▶ [Text excerpt]:
• • • •
2008-07-11 until 2008-08-31
Haunch of Venison
UK United Kingdom
British artist Mat Collishaw is to present a vibrant new body of work including a large-scale working zoetrope and room-sized installation involving projections onto phosphorescent paint, for his first solo exhibition at Haunch of Venison London from July 11 through August 31, 2008. The exhibition reflects Collishaw's longstanding interest in blurring the distinction between representation and reality. In the installation entitled Shooting Stars, historical photographs of Victorian child prostitutes in sexually alluring poses are projected onto the gallery walls alongside similar images restaged by the artist. Fired onto phosphorescent paint, these disturbing portraits flare briefly before slowly fading from view. The ghostly after-images suggest the fragile duration of the children's short-lived existences, their demise due in many cases to the prevalence of sexually transmitted diseases during the Victorian era. "The girls in these images exist only in these stark photographic records," comments Collishaw: "For many, their lives were not much longer than the fleeting exposure of the camera shutter."
A zoetrope - a cylindrical device that produces the illusion of action from a rapid succession of static images - will be installed on the top floor of the gallery. Called Animal Night Life, the two-metre wide sculpture features one hundred and eighty mythological figures, including a minotaur, the Three Graces, a she-wolf and a cherub, captured in various stages of motion. As the zoetrope begins to spin, the forms of the figurines blur, before becoming magically animated by a strobe light which transforms them into coherent, moving characters. Animal Night Life represents Collishaw's reflection on the condition of looking at things. Against the eerie twilight created by the mechanized artifice of the zoetrope, the characters appear to take a perverse interest in each other while we peer curiously at them.
• • • •
▶ [Records supplied]:

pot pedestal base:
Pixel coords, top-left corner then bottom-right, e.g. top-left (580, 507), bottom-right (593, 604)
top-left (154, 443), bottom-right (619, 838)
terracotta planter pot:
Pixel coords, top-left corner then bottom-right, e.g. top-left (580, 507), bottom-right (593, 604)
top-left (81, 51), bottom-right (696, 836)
• • • •
▶ [Exercise set]:
**A.** Answer these questions from the Mat Collishaw exhibition text:
(i) What kind of paint are the photographs in Shooting Stars projected onto?
(ii) How many mythological figures does Animal Night Life feature?
(iii) On which floor of the gallery will the zoetrope be installed?
**B.** Copy word for word the passage of the Mat Collishaw exhibition text starting with "A zoetrope - a" and going on through "curiously at them.".
**C.** List every mythological figure the Mat Collishaw exhibition text names as part of Animal Night Life.

▶ [Completed exercise]:
**A.**
(i) Phosphorescent paint
(ii) One hundred and eighty
(iii) The top floor

**B.**
A zoetrope - a cylindrical device that produces the illusion of action from a rapid succession of static images - will be installed on the top floor of the gallery. Called Animal Night Life, the two-metre wide sculpture features one hundred and eighty mythological figures, including a minotaur, the Three Graces, a she-wolf and a cherub, captured in various stages of motion. As the zoetrope begins to spin, the forms of the figurines blur, before becoming magically animated by a strobe light which transforms them into coherent, moving characters. Animal Night Life represents Collishaw's reflection on the condition of looking at things. Against the eerie twilight created by the mechanized artifice of the zoetrope, the characters appear to take a perverse interest in each other while we peer curiously at them.

**C.**
- a minotaur
- the Three Graces
- a she-wolf
- a cherub